- _EXCERPTED DATA_:

_ _ _ _

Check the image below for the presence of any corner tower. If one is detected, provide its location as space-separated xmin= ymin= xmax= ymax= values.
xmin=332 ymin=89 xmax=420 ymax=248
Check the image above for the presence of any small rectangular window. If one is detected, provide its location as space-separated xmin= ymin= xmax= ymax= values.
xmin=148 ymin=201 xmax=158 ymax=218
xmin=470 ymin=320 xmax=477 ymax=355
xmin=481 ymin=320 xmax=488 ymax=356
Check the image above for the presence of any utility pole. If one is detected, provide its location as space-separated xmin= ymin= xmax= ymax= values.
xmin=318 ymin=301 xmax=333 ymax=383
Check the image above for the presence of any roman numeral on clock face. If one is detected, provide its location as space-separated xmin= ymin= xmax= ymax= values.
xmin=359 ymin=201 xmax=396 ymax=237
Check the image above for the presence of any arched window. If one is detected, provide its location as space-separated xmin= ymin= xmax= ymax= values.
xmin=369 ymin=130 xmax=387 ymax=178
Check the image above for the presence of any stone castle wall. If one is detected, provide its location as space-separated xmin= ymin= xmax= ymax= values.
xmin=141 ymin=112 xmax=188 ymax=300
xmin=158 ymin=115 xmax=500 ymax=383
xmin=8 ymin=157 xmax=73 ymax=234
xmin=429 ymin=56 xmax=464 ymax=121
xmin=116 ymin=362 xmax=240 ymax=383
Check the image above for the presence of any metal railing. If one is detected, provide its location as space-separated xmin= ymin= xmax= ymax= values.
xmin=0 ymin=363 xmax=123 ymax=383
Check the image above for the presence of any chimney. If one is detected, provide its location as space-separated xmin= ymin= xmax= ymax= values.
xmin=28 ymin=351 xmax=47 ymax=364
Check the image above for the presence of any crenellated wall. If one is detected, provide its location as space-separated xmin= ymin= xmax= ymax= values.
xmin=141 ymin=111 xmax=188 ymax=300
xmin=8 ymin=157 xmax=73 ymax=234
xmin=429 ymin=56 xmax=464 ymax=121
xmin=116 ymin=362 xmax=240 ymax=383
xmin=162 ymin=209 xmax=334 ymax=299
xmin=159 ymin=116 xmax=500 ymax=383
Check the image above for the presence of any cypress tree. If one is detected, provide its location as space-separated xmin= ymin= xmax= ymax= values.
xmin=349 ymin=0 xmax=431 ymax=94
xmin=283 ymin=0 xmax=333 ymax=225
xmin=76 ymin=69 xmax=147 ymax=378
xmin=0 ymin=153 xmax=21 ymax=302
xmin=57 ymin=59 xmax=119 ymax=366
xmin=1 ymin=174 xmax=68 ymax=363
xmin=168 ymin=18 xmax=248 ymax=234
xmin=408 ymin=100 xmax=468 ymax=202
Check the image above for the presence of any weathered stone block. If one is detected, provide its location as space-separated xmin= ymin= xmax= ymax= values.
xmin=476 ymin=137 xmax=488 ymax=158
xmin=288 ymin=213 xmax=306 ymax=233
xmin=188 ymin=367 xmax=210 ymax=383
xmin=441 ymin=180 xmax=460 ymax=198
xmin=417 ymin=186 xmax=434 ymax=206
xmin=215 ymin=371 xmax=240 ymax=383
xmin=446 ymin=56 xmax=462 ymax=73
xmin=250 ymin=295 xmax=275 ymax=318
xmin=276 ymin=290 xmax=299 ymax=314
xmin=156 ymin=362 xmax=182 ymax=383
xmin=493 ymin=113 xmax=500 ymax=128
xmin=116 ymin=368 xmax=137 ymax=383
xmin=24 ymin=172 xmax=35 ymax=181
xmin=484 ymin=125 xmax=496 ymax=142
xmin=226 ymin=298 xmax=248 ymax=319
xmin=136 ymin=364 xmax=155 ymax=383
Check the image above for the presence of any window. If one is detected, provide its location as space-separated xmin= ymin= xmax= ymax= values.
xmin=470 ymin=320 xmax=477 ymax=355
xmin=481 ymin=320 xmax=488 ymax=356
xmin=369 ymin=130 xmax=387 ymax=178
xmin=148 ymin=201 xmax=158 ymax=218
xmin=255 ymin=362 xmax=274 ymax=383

_ _ _ _

- _GIVEN INSTRUCTION_: Rewrite the lines from the one containing "Check the image above for the presence of any weathered" through the one containing "xmin=24 ymin=172 xmax=35 ymax=181", inclusive, as a JSON list of strings with one string per line and blank lines omitted.

- _EXERCISE OUTPUT_:
[
  "Check the image above for the presence of any weathered stone block. If one is detected, provide its location as space-separated xmin= ymin= xmax= ymax= values.",
  "xmin=476 ymin=137 xmax=488 ymax=158",
  "xmin=288 ymin=213 xmax=306 ymax=233",
  "xmin=188 ymin=367 xmax=210 ymax=383",
  "xmin=441 ymin=180 xmax=460 ymax=198",
  "xmin=417 ymin=186 xmax=434 ymax=206",
  "xmin=215 ymin=371 xmax=240 ymax=383",
  "xmin=446 ymin=56 xmax=462 ymax=73",
  "xmin=250 ymin=295 xmax=275 ymax=318",
  "xmin=276 ymin=290 xmax=299 ymax=314",
  "xmin=156 ymin=362 xmax=182 ymax=383",
  "xmin=493 ymin=113 xmax=500 ymax=128",
  "xmin=116 ymin=368 xmax=137 ymax=383",
  "xmin=24 ymin=172 xmax=35 ymax=181"
]